§ **EXERCISE DETAILS**: Retype each of the following records word for word, keeping every line as it stands.

Object point labels
•••

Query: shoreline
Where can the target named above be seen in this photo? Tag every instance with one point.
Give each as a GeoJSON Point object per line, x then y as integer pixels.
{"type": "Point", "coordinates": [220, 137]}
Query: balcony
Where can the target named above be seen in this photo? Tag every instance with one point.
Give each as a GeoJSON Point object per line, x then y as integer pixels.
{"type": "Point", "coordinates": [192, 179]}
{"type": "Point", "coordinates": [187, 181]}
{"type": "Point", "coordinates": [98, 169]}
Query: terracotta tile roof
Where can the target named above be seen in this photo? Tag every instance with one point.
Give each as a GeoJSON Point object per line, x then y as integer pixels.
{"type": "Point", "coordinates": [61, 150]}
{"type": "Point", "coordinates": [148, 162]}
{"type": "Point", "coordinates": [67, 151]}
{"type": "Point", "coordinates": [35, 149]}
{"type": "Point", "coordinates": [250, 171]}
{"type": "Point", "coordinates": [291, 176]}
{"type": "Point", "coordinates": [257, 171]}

•••

§ **EXERCISE OUTPUT**:
Query: shoreline
Where can the target named above be seen in this photo? Tag every instance with one point.
Give each as a GeoJSON Point object per line, x then y as integer pixels.
{"type": "Point", "coordinates": [220, 137]}
Query: balcony
Where can the target named above be seen in this photo? Tag every instance with one point.
Give each as a GeoJSON Point object per line, x then y as integer pixels.
{"type": "Point", "coordinates": [192, 179]}
{"type": "Point", "coordinates": [187, 181]}
{"type": "Point", "coordinates": [98, 169]}
Query: terracotta tile roof
Where can the target named above be seen in this photo? Tag every instance with one point.
Give each as a GeoJSON Point object per line, x then y as integer pixels.
{"type": "Point", "coordinates": [61, 150]}
{"type": "Point", "coordinates": [148, 162]}
{"type": "Point", "coordinates": [67, 151]}
{"type": "Point", "coordinates": [35, 149]}
{"type": "Point", "coordinates": [250, 171]}
{"type": "Point", "coordinates": [291, 176]}
{"type": "Point", "coordinates": [257, 171]}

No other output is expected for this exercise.